> [TASK GOAL]: Each entry should be set down again verbatim, with the images omitted.

[Text-to-region grounding data]
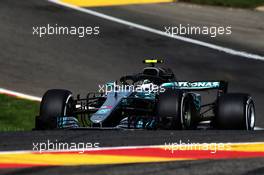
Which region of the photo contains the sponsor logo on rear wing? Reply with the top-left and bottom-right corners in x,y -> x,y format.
162,81 -> 228,90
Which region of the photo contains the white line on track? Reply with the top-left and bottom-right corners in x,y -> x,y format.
0,88 -> 41,102
48,0 -> 264,61
254,127 -> 264,130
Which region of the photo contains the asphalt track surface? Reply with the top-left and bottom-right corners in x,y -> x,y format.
0,0 -> 264,174
1,130 -> 264,174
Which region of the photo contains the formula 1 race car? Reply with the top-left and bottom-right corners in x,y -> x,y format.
35,60 -> 256,130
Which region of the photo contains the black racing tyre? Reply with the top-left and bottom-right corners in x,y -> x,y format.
215,93 -> 256,130
35,89 -> 74,130
181,93 -> 199,130
156,89 -> 183,129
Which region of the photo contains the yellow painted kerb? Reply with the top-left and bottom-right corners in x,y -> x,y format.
0,153 -> 190,166
60,0 -> 173,7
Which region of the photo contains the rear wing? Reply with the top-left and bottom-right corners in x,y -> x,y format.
161,81 -> 228,92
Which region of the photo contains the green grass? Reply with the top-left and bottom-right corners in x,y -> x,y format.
0,94 -> 39,131
179,0 -> 264,8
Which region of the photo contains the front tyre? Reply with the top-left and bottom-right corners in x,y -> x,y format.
216,93 -> 256,130
156,89 -> 183,129
35,89 -> 74,130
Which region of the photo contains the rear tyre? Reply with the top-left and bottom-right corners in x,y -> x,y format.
216,93 -> 255,130
181,93 -> 199,130
35,89 -> 74,130
156,89 -> 183,129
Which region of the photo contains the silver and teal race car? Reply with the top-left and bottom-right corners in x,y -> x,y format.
35,60 -> 256,130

> [SOLUTION BELOW]:
Which region of the photo contains the sponsor logo on rear wing? Reply with the top-left and bottom-right corners in x,y -> x,y format.
162,81 -> 228,90
Which region of the photo contains the white line on track? Reply with the top-left and bottom-right corners in x,y -> x,y format.
0,88 -> 41,102
48,0 -> 264,61
254,127 -> 264,130
Which region of the photo contains the asphalt track surface? Reply with the top-left and bottom-right corners in x,y -> x,y format.
0,0 -> 264,174
1,130 -> 264,174
Which region of the photo contains the formula 1 race car? Reply with the top-left and bottom-right corners in x,y -> x,y format.
35,60 -> 256,130
Which region of the photo contains the black racing tyre? Reply with the top-left and bottom-right corners in x,y -> x,y format.
215,93 -> 256,130
35,89 -> 74,130
181,93 -> 199,130
156,89 -> 183,129
Which region of the photo contains the yellow painted kerb? Reply with the top-left and bottom-right corners in x,y -> x,y format.
0,153 -> 190,166
60,0 -> 173,7
Which region of the photo contains the rear wing? Reply with the top-left and bottom-right corners in x,y -> x,y format.
161,81 -> 228,92
Which region of the photo contains the green grass? Reply with the top-left and bottom-right corners in x,y -> x,y format.
0,94 -> 39,131
179,0 -> 264,8
Which region of the photo contains the front tyre? Reply with the top-left and bottom-right corners in x,y -> x,y format.
216,93 -> 256,130
156,89 -> 183,129
35,89 -> 74,130
Which region of the photo contains the rear tyre? Reply with the top-left and bottom-right corners in x,y -> x,y format.
216,93 -> 255,130
181,93 -> 199,130
35,89 -> 74,130
156,89 -> 183,129
Which region of the photo contains the silver and teal race car? Reply with the top-left and bottom-right corners in x,y -> x,y format.
35,60 -> 256,130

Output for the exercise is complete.